Problem requirements:
Everything from the line that holds "Where can you see the thick" through the end of the data below should be output exactly, both ends included.

Data supplied:
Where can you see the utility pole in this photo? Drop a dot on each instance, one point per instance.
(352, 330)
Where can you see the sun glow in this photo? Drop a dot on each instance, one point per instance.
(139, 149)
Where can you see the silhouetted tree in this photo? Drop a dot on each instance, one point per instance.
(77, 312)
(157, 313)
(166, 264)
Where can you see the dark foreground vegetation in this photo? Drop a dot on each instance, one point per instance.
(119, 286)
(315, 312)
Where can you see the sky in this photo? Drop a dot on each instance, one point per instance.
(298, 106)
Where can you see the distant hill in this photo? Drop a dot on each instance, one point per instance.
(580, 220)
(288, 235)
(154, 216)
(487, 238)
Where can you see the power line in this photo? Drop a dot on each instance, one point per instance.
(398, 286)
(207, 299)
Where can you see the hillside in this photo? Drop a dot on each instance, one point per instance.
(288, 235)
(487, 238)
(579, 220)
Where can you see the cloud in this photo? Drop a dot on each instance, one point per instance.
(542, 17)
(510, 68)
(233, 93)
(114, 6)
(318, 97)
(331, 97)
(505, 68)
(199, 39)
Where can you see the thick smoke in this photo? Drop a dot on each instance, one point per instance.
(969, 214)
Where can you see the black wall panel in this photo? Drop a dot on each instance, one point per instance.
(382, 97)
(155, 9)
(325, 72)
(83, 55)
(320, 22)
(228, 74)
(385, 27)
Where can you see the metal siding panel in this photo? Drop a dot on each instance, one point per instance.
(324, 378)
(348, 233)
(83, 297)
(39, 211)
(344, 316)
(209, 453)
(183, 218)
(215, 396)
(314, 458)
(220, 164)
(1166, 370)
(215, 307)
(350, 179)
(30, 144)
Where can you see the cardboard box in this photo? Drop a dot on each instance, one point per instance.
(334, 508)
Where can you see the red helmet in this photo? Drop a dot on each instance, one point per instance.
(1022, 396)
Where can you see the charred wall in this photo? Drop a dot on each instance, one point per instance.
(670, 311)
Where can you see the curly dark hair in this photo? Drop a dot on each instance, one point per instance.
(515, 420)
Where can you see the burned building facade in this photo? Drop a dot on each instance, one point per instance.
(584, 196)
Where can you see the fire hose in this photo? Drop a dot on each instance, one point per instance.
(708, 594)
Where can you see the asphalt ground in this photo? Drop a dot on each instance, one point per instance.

Reply:
Where can you see the thick smoke in this photo? Drop a dot on each instance, one point per instance.
(969, 214)
Where can you see the black wall panel in this photo? Drop a dot on each instance, one point per instance.
(382, 97)
(155, 9)
(325, 72)
(83, 55)
(320, 22)
(228, 74)
(385, 27)
Where can you see the metal siding panel in this photo? Drop a dot on each instance, one point per instance.
(324, 378)
(348, 233)
(83, 297)
(39, 211)
(344, 316)
(209, 453)
(183, 218)
(215, 396)
(314, 458)
(220, 164)
(1166, 370)
(215, 307)
(350, 179)
(30, 144)
Where can you see the cardboard box in this photo? Drop a dot on each instance, one point per instance.
(334, 508)
Where can you see the red helmet in this photo? Drop a dot on each instance, one point per instance.
(1022, 396)
Where can you see the charred wall in this photo? Drop a dot on each instance, one point per instance.
(670, 311)
Where can you see the curly dark hair in this photo? Drop a dot on each instance, one point per instance.
(515, 420)
Where can you see the burned building facade in this photo? Drop a dot on each instance, one point per instance.
(584, 196)
Where can you see the fire hose in this photo? Drop a dot on each instance, one point per instance.
(708, 594)
Where can you see the asphalt ground in this photo? Drop a dot on each instance, one point per instance.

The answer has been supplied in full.